[Start of Attachment]

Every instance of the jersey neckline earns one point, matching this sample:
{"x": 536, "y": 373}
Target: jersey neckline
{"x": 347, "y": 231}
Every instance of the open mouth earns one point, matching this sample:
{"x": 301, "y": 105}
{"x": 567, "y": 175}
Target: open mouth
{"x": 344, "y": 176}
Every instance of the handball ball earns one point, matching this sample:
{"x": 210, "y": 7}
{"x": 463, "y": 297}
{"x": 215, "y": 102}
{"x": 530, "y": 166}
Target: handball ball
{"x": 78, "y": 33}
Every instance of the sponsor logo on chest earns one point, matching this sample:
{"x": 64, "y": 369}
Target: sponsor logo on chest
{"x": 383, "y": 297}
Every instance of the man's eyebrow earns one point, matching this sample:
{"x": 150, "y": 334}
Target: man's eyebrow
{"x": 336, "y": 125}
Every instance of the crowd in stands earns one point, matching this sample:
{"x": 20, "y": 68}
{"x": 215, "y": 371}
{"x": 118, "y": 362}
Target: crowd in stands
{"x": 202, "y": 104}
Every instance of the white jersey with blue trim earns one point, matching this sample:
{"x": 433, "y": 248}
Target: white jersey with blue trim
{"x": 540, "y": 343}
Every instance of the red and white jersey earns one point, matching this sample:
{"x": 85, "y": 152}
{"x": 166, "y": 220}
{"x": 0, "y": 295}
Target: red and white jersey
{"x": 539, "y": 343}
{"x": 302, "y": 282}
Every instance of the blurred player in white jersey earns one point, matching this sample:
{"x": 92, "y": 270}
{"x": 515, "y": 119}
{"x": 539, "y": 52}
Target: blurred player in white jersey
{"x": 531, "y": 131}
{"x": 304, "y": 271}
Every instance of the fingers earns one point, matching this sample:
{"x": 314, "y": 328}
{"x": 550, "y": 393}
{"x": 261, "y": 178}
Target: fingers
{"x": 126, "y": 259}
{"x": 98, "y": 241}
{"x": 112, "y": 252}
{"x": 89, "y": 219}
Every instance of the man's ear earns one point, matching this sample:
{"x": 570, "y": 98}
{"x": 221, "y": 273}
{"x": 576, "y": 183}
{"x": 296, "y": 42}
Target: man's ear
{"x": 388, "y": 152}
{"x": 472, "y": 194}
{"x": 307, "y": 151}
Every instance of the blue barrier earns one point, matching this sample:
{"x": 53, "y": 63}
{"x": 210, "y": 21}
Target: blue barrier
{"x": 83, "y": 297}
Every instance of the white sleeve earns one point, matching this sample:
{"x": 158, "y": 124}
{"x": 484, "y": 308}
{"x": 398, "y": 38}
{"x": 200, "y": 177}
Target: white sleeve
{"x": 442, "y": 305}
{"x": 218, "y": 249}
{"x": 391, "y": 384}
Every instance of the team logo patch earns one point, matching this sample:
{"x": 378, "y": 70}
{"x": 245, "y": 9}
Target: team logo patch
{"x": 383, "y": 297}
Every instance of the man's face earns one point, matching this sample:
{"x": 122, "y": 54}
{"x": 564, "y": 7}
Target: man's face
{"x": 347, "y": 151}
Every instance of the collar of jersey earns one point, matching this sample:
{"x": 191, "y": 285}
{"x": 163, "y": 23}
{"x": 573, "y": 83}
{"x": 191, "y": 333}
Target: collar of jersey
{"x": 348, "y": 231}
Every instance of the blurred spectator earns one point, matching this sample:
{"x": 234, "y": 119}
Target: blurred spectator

[End of Attachment]

▸ **EXERCISE GOAL**
Using the data above, count the lines that hold the string "spectator". Report the number and nothing else.

▸ **TASK RESULT**
2